WRITTEN EXERCISE
Reproduce the rows word for word, beginning with the first line and continuing through the line that contains "pixel 81 41".

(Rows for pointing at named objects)
<<<<

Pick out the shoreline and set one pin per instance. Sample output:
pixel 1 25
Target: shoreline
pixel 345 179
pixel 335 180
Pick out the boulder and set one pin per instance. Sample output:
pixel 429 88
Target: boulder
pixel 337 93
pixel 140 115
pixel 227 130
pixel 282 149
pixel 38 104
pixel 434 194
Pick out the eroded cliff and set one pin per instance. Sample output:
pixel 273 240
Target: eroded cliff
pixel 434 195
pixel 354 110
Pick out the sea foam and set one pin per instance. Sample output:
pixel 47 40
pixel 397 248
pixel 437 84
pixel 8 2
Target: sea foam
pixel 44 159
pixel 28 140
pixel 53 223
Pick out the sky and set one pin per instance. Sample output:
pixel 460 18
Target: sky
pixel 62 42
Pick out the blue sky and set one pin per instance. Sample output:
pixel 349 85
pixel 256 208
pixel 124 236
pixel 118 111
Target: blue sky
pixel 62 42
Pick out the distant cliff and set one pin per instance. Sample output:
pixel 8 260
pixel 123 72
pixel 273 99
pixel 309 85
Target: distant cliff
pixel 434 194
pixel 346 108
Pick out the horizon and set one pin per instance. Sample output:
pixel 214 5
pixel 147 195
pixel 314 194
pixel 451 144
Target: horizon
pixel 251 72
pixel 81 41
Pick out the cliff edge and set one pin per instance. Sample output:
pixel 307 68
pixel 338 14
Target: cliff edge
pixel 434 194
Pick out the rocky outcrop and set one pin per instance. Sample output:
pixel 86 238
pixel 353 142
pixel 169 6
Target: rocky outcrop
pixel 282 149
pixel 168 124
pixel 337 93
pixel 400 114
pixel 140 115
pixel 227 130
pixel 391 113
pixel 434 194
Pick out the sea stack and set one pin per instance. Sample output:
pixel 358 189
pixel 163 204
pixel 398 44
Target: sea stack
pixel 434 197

>>>>

SOLUTION BELOW
Pick out the shoreline and set one pin per instance. Sample output:
pixel 1 25
Target: shoreline
pixel 345 179
pixel 335 180
Pick out the boulder and set one pin per instance. Sample output:
pixel 429 88
Target: boulder
pixel 337 93
pixel 140 115
pixel 227 130
pixel 282 149
pixel 38 104
pixel 434 194
Pick out the eroded cliff and set one pin per instance. Sample output:
pixel 273 240
Target: eroded cliff
pixel 434 195
pixel 354 110
Pick out the sea foam and set one pin per instance. Sample output:
pixel 47 40
pixel 397 248
pixel 437 84
pixel 8 2
Target: sea foam
pixel 44 159
pixel 28 140
pixel 53 223
Pick out the sky and set one pin per instance. Sample output:
pixel 460 18
Target: sky
pixel 62 42
Pick out the blue sky and set one pin per instance. Sample output:
pixel 349 85
pixel 256 208
pixel 124 236
pixel 118 111
Target: blue sky
pixel 62 42
Pick out the distant cliff and set one pin per instance. Sample output:
pixel 8 260
pixel 123 72
pixel 273 99
pixel 309 85
Target: distant cliff
pixel 434 194
pixel 346 108
Pick out the horizon and set one pin per instance. Sample output:
pixel 214 5
pixel 147 195
pixel 314 194
pixel 451 144
Target: horizon
pixel 251 72
pixel 81 41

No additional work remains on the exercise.